#### [RAW DATA]

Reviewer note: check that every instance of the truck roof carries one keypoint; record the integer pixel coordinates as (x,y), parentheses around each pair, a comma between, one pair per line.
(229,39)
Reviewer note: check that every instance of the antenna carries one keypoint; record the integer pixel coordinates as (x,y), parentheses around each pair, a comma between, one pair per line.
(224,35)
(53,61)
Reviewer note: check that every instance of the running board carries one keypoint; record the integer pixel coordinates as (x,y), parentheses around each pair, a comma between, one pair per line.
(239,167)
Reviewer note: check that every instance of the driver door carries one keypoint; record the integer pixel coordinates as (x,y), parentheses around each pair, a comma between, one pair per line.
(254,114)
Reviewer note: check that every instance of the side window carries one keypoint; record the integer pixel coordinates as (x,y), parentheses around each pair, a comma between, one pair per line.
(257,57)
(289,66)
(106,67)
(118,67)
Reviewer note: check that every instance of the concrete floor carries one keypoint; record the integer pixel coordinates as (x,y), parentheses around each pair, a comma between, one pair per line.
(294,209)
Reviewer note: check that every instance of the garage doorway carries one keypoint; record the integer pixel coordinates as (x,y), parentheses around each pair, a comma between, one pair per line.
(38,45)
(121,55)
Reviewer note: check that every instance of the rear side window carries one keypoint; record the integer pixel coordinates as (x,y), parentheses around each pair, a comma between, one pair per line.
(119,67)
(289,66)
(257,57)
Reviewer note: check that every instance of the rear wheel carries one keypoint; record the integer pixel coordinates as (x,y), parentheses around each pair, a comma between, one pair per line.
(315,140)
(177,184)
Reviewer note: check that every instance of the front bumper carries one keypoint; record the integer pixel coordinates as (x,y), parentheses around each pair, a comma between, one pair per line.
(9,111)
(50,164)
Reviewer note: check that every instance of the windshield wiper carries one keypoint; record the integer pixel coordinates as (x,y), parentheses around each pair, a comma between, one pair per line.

#### [DESCRIPTION OF THE TASK]
Copy all the rows above word for word, keeping every line as it is.

#### [FULL SOLUTION]
Reviewer note: check that every instance of the truck roof carries one keypoint; record the integer pixel coordinates as (x,y), parentheses around each pair, a comma between, one pair per line.
(229,39)
Reviewer note: check that every instance of the antenna carries one keypoint; record the integer pixel coordinates as (x,y), parentheses around each pair, a comma between, one pair per line.
(224,35)
(53,61)
Reviewer note: check that every instance of the running board carries one keypoint; record the integer pixel coordinates as (x,y), parentheses around each pair, a comma between, one pair per line.
(239,167)
Reviewer note: check that every instance of the driver door carries one keypoint; record the integer pixel coordinates as (x,y), parentheses around each pair, a comma between, one pair per line.
(254,114)
Reviewer note: check that every instance of the side window carries one keypoint; record the integer pixel coordinates as (x,y), parentheses around each pair, a comma between, one pair per line.
(257,57)
(289,66)
(106,67)
(118,67)
Reviewer note: check that every instance of the concrete floor carries one keypoint; record the integer pixel coordinates as (x,y), parentheses around each pair, a comma between, one pair per line.
(294,209)
Reviewer note: check that every instance of the garage doorway carries one keypoint; record the integer pixel coordinates as (x,y), parentheses around each pair, a comma between, one pair per line.
(38,45)
(121,55)
Reviewer note: check that every instance of the rear side window carries one keypoint; record the integer pixel coordinates as (x,y), parentheses around each pair, a comma between, one pair per line.
(119,67)
(289,66)
(257,57)
Reviewer note: check that every instance of the rear wheel carries one keypoint; record the integer pixel coordinates as (x,y), parentheses around each pair, a comma between, one pair per line.
(315,140)
(177,184)
Reviewer note: check that every instance of the front bumper carries one keypoint; record the integer pixel coordinates as (x,y), parentheses around each pair, a comma between, one pair per line.
(9,111)
(50,164)
Reviewer note: check that every instance of the windshield wiper carries one keypoint; record the integer pixel coordinates as (x,y), parentheses around each pair, a comma between, one pair per line.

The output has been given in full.